Hi Colin,

Some comments:
1. I agree we should set "top-level" errors for metadata response

2. In the "brokers" field of metadata response from controller, it'll
respond with "Controller endpoint information as given in
controller.quorum.voters", instead of the "alive" controllers(voters). That
will break the existing admin client because in admin client, we'll rely on
the metadata response to build the "current alive brokers" list, and choose
one from them to connect (either least load or other criteria). That means,
if now, we return the value in `controller.quorum.voters`, but one of them
is down. We might choose it to connect and get connection errors. Should we
return the "alive" controllers(voters) to client?

3. In the KIP, we list the command-line tools will get a new
--bootstrap-controllers argument, but without explaining why these tools
need to talk to controller directly. Could we add some explanation about
them? I tried but cannot know why some tools are listed here:
    - kafka-acls.sh -> Allow clients to update ACLs via controller before
brokers up

    - kafka-cluster.sh -> Reasonable to get/update cluster info via
controller

    - kafka-configs.sh -> Allow clients to dynamically update
configs/describe configs from controller. But in this script, client can
still set quota for users/clients/topics... is client also able to update
via controllers? Or we only allow partial actions in the script to talk to
controllers?
════
Task: In the message above, what new argument does the KIP say the command-line tools will get?

Source excerpt:
════
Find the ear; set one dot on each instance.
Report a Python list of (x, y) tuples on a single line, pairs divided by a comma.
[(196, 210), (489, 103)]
════
Answer to this task: --bootstrap-controllers